§ **Raw data**:
──────────

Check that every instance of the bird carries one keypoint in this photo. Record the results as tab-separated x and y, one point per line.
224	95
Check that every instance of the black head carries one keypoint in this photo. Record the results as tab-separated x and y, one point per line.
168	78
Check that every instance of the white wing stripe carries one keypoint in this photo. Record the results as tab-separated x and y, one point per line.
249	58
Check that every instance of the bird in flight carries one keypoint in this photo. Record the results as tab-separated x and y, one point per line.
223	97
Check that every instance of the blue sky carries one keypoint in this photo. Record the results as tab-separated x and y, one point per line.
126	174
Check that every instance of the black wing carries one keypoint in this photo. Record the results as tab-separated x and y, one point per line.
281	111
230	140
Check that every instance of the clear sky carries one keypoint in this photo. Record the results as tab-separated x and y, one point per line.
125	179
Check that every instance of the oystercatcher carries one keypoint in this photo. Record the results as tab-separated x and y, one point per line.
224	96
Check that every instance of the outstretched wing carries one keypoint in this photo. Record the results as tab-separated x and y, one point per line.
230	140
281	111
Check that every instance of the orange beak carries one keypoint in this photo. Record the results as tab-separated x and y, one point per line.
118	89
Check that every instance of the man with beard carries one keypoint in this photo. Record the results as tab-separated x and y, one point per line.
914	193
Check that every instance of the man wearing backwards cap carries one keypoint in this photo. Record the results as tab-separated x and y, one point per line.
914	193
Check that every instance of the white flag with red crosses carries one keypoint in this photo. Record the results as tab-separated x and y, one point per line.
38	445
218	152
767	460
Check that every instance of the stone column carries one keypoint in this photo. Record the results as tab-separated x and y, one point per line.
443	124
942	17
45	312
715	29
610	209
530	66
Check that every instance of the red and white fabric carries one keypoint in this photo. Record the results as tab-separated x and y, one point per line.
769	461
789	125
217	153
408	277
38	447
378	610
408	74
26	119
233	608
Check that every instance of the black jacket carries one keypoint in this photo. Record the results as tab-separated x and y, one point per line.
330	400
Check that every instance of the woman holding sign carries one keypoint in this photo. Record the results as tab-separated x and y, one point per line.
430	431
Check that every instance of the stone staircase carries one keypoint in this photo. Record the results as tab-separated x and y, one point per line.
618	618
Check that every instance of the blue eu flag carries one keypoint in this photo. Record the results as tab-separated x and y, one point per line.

──────────

§ **Task item**: Copy the listing in full. Match it word for word.

§ **Solution to the exercise**:
Check that every instance of the bird carries one keypoint in this photo. Record the results as tab-separated x and y, one point per line.
224	95
Check that every instance of the black head carries one keypoint in this photo. Record the results as tab-separated x and y, one point per line.
168	78
Check that every instance of the white wing stripe carries one keypoint in this photo. Record the results as tab-separated x and y, one point per line.
249	58
Check that every instance of the bird in flight carries one keypoint in this photo. Record the results as tab-separated x and y, one point per line.
223	97
Check that every instance of the blue sky carries one keypoint in this photo. Record the results as tab-separated x and y, one point per line.
126	174
Check that every instance of the black wing carries one keypoint in this photo. Record the results as tab-separated x and y, one point per line.
281	111
230	140
Check that every instance of the clear sky carries one keypoint in this photo. Record the results as tab-separated x and y, one point per line.
125	179
Check that every instance of the oystercatcher carries one keypoint in this photo. Record the results as tab-separated x and y, one point per line.
224	96
Check that every instance of the outstretched wing carries one keypoint in this photo. Record the results as tab-separated x and y, one point per line.
230	140
281	111
Check that every instance of the orange beak carries one keypoint in this photo. Record the results as tab-separated x and y, one point per line.
118	89
Check that every instance of the man with beard carries one keypoint in this photo. Record the results as tab-separated x and y, one point per line.
914	193
Check that every instance of the man wearing backwards cap carries one keypoint in this photo. Record the results as tab-separated x and y, one point per line.
914	193
Check that every instance of the white flag with red crosses carries one keypoint in this photo. Record the results as tab-separated x and y, one point per line.
38	445
218	152
767	460
Check that every instance of the stone column carries one keypoint in this photo. Record the results as tab-separated x and y, one point per line.
443	124
942	17
45	312
715	29
610	209
530	66
Check that every instance of the red and white fabric carries one keypoint in this photo. Record the results as tab-separated x and y, one point per line.
769	461
789	125
217	153
408	277
38	447
378	610
408	74
26	119
233	608
Check that every instance of the black jacket carries one keypoint in this photo. Record the results as tab-separated x and y, one point per line.
330	400
Check that every instance of the woman holding sign carries one keypoint in this photo. Record the results as tab-separated x and y, one point per line.
430	431
Check that every instance of the stone staircase carries one keypoint in this photo. Record the results as tab-separated x and y, one point per line.
618	618
Check that every instance of the blue eu flag carries one keypoint in this photo. Record the results as tab-separated x and y, one point per line.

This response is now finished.